Job A:
Answer these questions using the comment thread:
(i) Which character from Jane Eyre does the teacher tell female students not to marry?
(ii) Which event did a student attend last year in a wheelchair?
(iii) What kind of band does Phila say they were once in, and how is it characterized?
Job B:
In the comment thread, retype everything from "Stupid? Yes. But" down to "is just one.".
Job C:
Condense the paragraph of the comment thread that begins "Stupid? Yes. But serious, too." into a shorter version that keeps its main facts.

Selected passage:
------------

My concern has more to do with the reception of these structures than the production of them, though obviously there's an intimate interrelation between these forces. I'm fascinated that you were praised for your "honesty" in these nasty moments, delighted that you didn't take the approbation and run with it. But then I knew that about you anyway. What the fuck kind of system creates women who cheer for their own abuse?

My teaching persona is pretty goofy, as you can well imagine, but I frequently use those "teachable moments" to slide in things which might actually help improve my students' lives. One of these, a lesson connected to Jane Eyre, (yes, D, I remain a JE person, despite your impassioned arguments to the contrary) talks about Edward Rochester, at which point I ask the male members of the class to cover their ears. I tell my female students: "We love this guy. He's great fun. Hang out with him. But do not marry him. DO NOT MARRY HIM. Trust me." Another lesson, more free-floating, warns my female students that if they ever find themselves in a relationship where The Supremes sound good and make sense, it's time to get out.

Stupid? Yes. But serious, too. Especially at the community college, if I could get my female students to stop lapping up shit and asking for more, they'd be better, stronger human beings. Though I have also seen my best and brightest take literal beatings from men. Horrifying. I had a student attend the March for Women's Lives last year in a wheelchair into which her boyfriend put her, and utterly fail to see the irony.

Obviously, it's a much bigger issue. But every piece of the puzzle is important. This is just one.

Phila said...

Well, you may have noticed that I have "issues" about the world of music, and the relationship between performer and audience; they definitely affect my take on this stuff. Obviously rap and speed metal are examples of commerce where explicit misogyny pays off (I was in a speed metal band at one point, BTW, but it was a somewhat hostile parody of the genre, so the misogyny angle wasn't an issue, thank heavens). But as in my AC/DC example, it's kind of a continuum...it seems as though women have a few basic roles in popular music; the way those roles are described in songs simply gets more oblique and "polite" as you move towards the pop end of the spectrum, but the underlying attitude doesn't necessarily change.

------------

(Saved entries)
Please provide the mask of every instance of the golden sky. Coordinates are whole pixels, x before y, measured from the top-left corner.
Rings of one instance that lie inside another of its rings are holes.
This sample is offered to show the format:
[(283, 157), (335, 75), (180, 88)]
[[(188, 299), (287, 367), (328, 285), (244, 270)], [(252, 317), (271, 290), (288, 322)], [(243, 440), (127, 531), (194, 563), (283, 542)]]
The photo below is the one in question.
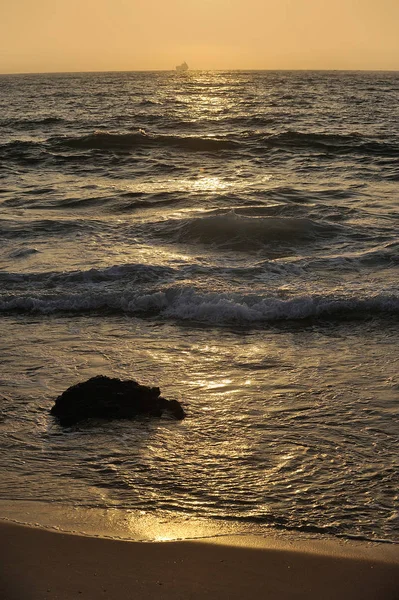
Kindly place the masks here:
[(399, 70), (399, 0), (0, 0), (0, 73)]

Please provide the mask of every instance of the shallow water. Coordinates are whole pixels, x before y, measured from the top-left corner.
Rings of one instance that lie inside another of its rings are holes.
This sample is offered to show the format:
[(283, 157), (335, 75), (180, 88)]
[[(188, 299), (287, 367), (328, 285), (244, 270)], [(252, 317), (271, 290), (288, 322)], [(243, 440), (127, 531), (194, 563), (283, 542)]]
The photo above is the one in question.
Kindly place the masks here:
[[(0, 498), (397, 541), (398, 75), (0, 88)], [(188, 416), (61, 429), (99, 373)]]

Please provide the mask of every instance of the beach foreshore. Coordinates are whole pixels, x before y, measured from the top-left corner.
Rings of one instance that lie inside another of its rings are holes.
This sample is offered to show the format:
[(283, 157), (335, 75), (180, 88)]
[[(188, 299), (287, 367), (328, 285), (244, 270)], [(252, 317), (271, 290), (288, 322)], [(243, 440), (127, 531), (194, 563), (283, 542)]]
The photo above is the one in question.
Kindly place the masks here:
[(0, 522), (2, 600), (397, 600), (399, 547), (231, 536), (129, 542)]

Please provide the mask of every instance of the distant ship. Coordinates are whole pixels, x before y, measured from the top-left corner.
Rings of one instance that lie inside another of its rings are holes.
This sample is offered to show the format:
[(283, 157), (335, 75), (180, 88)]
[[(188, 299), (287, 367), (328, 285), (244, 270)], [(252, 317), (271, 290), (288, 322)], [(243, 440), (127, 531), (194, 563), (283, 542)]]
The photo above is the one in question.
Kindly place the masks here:
[(185, 73), (186, 71), (188, 71), (188, 64), (186, 63), (186, 61), (184, 61), (184, 63), (182, 63), (181, 65), (177, 65), (176, 71), (179, 71), (179, 73)]

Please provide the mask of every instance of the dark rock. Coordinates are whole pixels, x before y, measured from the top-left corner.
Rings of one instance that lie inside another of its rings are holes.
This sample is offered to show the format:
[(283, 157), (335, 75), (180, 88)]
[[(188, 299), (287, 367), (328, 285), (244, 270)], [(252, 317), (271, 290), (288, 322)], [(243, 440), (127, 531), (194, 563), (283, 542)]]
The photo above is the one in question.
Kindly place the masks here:
[(138, 415), (160, 417), (167, 411), (175, 419), (186, 416), (177, 400), (166, 400), (157, 387), (140, 385), (137, 381), (97, 375), (71, 386), (58, 396), (50, 413), (63, 426), (97, 417), (101, 419), (131, 419)]

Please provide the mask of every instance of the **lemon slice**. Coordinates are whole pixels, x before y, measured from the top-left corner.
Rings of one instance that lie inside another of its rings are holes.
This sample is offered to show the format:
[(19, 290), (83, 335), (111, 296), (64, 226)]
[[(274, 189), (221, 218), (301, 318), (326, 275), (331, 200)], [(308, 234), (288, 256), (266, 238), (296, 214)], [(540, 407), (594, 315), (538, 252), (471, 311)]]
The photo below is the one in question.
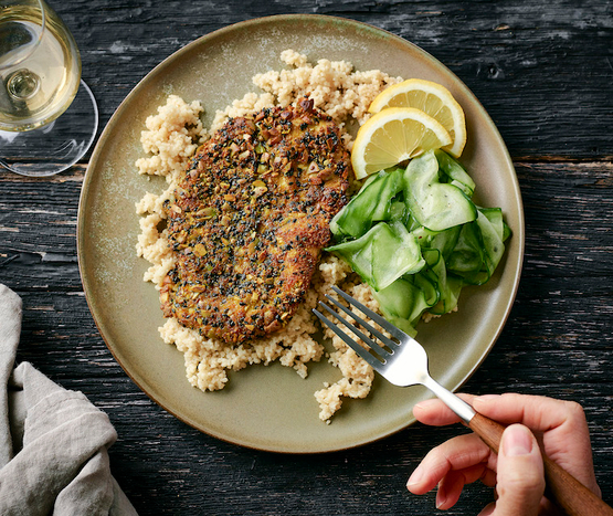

------------

Correct response A:
(i) Edward Rochester
(ii) The March for Women's Lives
(iii) A speed metal band that was a somewhat hostile parody of the genre

Correct response B:
Stupid? Yes. But serious, too. Especially at the community college, if I could get my female students to stop lapping up shit and asking for more, they'd be better, stronger human beings. Though I have also seen my best and brightest take literal beatings from men. Horrifying. I had a student attend the March for Women's Lives last year in a wheelchair into which her boyfriend put her, and utterly fail to see the irony.

Obviously, it's a much bigger issue. But every piece of the puzzle is important. This is just one.

Correct response C:
The lessons are silly but serious. Especially at the community college, female students would be better, stronger people if they stopped accepting mistreatment. Still, some of the best students have taken literal beatings from men. One attended last year's March for Women's Lives in a wheelchair her boyfriend had put her in, and she failed to see the irony.